→ **Material supplied**:
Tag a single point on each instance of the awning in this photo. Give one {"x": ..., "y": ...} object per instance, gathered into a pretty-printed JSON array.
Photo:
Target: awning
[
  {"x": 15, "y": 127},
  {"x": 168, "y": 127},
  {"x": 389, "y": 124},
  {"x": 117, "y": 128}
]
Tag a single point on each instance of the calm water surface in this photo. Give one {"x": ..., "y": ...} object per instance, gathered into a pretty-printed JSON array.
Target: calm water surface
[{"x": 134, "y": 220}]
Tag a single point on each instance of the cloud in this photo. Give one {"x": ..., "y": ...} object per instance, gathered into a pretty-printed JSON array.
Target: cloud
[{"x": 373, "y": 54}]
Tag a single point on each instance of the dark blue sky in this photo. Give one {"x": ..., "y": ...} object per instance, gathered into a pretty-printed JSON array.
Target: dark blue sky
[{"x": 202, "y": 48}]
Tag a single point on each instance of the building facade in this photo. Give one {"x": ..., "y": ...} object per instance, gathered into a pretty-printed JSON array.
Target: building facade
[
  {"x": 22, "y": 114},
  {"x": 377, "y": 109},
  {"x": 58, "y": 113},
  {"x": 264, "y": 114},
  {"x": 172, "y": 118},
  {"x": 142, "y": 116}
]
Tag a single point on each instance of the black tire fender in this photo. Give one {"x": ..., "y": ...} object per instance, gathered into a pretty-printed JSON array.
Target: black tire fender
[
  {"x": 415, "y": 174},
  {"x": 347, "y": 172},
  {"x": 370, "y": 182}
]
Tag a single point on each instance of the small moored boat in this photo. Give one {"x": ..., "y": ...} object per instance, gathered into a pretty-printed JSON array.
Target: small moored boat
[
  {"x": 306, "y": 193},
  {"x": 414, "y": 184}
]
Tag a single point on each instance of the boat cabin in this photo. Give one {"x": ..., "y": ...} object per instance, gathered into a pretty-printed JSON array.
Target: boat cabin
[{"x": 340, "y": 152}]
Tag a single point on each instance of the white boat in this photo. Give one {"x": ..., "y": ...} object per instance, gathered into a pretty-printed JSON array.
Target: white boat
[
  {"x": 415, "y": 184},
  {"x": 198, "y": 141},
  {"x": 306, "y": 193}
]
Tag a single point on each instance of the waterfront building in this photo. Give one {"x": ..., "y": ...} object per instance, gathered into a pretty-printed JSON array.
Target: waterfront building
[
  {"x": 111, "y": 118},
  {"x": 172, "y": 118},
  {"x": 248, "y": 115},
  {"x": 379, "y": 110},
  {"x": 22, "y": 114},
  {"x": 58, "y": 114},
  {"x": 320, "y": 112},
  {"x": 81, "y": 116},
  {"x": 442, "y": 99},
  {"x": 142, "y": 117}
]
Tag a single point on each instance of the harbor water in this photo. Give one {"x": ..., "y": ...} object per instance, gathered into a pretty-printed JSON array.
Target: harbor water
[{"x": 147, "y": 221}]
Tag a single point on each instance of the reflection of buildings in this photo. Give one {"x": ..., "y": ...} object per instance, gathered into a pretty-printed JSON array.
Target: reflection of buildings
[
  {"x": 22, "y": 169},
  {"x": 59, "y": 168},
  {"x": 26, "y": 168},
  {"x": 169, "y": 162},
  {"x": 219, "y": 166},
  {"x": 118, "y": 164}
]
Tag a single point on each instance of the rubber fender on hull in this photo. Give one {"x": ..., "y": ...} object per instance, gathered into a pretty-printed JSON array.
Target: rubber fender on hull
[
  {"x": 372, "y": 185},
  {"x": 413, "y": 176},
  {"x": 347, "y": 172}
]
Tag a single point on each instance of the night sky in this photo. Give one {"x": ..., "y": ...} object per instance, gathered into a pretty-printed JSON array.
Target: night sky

→ **Requirement**: When a line in the listing above holds the word "night", copy it.

→ **Expected answer**:
Tag a single point on each instance of the night sky in this photo. Give one {"x": ..., "y": ...} object per instance, gathered into a pretty-printed JSON array.
Target: night sky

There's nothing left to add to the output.